Please reproduce all of the entries exactly, without omitting any.

(Beginning of Listed records)

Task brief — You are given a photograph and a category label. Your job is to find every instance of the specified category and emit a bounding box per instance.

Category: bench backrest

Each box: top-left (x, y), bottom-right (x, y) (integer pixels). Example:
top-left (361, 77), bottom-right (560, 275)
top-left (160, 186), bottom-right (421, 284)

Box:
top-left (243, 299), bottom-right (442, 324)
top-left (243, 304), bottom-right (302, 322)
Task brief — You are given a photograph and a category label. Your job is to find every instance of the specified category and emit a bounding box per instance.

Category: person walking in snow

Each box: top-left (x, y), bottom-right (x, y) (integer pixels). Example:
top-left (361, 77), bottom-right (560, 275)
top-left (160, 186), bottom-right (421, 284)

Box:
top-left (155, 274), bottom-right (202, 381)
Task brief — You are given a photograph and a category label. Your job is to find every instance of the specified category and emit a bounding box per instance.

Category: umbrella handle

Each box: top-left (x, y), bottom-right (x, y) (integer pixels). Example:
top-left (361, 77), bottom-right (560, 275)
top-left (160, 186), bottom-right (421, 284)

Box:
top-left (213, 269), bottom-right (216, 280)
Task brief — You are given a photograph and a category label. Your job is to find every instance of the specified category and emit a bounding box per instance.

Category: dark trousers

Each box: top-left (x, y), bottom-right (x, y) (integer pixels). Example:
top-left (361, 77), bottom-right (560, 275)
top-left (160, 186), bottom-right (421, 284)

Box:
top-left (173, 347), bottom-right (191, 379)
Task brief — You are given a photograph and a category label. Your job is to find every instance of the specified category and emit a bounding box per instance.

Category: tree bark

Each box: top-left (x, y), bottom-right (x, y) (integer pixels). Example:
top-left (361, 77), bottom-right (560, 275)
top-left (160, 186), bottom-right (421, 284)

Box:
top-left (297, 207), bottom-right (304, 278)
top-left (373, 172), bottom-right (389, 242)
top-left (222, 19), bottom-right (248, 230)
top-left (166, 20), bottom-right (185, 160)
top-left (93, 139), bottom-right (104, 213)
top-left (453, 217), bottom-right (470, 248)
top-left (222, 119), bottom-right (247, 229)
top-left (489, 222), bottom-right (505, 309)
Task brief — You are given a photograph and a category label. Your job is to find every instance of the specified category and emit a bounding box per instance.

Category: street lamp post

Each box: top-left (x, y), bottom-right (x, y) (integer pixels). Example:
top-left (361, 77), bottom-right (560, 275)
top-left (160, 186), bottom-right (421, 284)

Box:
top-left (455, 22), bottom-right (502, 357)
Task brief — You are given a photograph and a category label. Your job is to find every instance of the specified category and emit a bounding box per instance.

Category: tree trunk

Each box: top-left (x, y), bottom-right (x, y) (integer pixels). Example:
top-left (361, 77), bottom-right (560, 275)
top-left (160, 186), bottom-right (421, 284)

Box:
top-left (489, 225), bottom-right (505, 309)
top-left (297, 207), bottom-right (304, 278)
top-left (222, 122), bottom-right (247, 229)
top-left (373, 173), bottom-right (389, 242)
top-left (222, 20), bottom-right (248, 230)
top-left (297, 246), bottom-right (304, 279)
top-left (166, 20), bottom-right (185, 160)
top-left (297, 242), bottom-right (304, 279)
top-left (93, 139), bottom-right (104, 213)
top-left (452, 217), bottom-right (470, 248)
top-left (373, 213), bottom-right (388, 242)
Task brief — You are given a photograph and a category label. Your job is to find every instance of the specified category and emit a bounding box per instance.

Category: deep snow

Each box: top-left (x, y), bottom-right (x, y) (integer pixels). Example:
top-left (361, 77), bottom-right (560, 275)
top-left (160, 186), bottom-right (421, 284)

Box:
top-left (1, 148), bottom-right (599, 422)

(End of Listed records)

- [Result of this task]
Task brief — You are given a photograph and a category label. Your job is to find every instance of the specified category and emit a bounding box per instance.

Category: bench backrest

Each box: top-left (x, y), bottom-right (x, y) (integer pixels). Example:
top-left (361, 77), bottom-right (560, 275)
top-left (160, 186), bottom-right (421, 284)

Box:
top-left (243, 299), bottom-right (442, 324)
top-left (243, 304), bottom-right (302, 322)
Task brief — You are given a photograph and a category label. Your job is to find every instance of the specified category and emit a bounding box per instance.

Category: person walking in snow

Each box: top-left (x, y), bottom-right (x, y) (integer pixels). Example:
top-left (361, 77), bottom-right (560, 275)
top-left (160, 186), bottom-right (421, 284)

Box:
top-left (155, 274), bottom-right (202, 381)
Task brief — You are given a photograph and a category label. Your job is to find every instance of the specified category and emit a bounding box per instance.

Category: umbrella handle

Each box: top-left (x, y), bottom-right (x, y) (integer pixels). Example:
top-left (361, 77), bottom-right (560, 275)
top-left (160, 186), bottom-right (421, 284)

Box:
top-left (213, 269), bottom-right (216, 280)
Task brief — You are given a photograph and a category label. Your job is to find every instance of the specified category and emit a bounding box per instance.

Category: dark trousers

Each box: top-left (x, y), bottom-right (x, y) (integer pixels). Example:
top-left (361, 77), bottom-right (560, 275)
top-left (160, 186), bottom-right (421, 284)

Box:
top-left (173, 347), bottom-right (191, 379)
Task brief — You are given a photograph and a category label. Your job is to find every instance of the specified category and emit a bounding box per instance.

Category: tree bark

Each box: top-left (x, y), bottom-right (x, y) (integer pixels). Example:
top-left (361, 77), bottom-right (560, 275)
top-left (160, 186), bottom-right (421, 284)

Box:
top-left (297, 207), bottom-right (304, 278)
top-left (373, 172), bottom-right (389, 242)
top-left (222, 19), bottom-right (248, 230)
top-left (166, 20), bottom-right (185, 160)
top-left (93, 139), bottom-right (104, 213)
top-left (453, 217), bottom-right (470, 248)
top-left (222, 119), bottom-right (247, 229)
top-left (489, 222), bottom-right (505, 309)
Task brief — You are given a photograph and a category label. Your job is to find every instance of the specified category and emit a bounding box per instance.

Category: street lamp post

Each box: top-left (x, y), bottom-right (x, y) (integer pixels). Example:
top-left (361, 77), bottom-right (560, 275)
top-left (160, 186), bottom-right (421, 284)

Box:
top-left (455, 22), bottom-right (502, 357)
Task brief — You are given a photograph and a category label. Your job is to find every instance of the specified category and emit a bounding box per instance.

Category: tree trunk

Each box: top-left (x, y), bottom-right (x, y) (integer pixels). Example:
top-left (361, 77), bottom-right (560, 275)
top-left (160, 186), bottom-right (421, 284)

Box:
top-left (489, 225), bottom-right (505, 309)
top-left (297, 207), bottom-right (304, 278)
top-left (222, 122), bottom-right (247, 229)
top-left (373, 173), bottom-right (389, 242)
top-left (222, 20), bottom-right (248, 230)
top-left (297, 246), bottom-right (304, 279)
top-left (166, 20), bottom-right (185, 160)
top-left (297, 242), bottom-right (304, 279)
top-left (93, 139), bottom-right (104, 213)
top-left (452, 217), bottom-right (470, 248)
top-left (373, 213), bottom-right (388, 242)
Task brief — You are given a photograph and a category label. Your job is to find every instance of the specified category and emit a bounding box per instance.

Category: deep snow

Each box: top-left (x, y), bottom-right (x, y) (integer pixels). Example:
top-left (361, 77), bottom-right (560, 275)
top-left (160, 186), bottom-right (421, 284)

Box:
top-left (1, 148), bottom-right (599, 422)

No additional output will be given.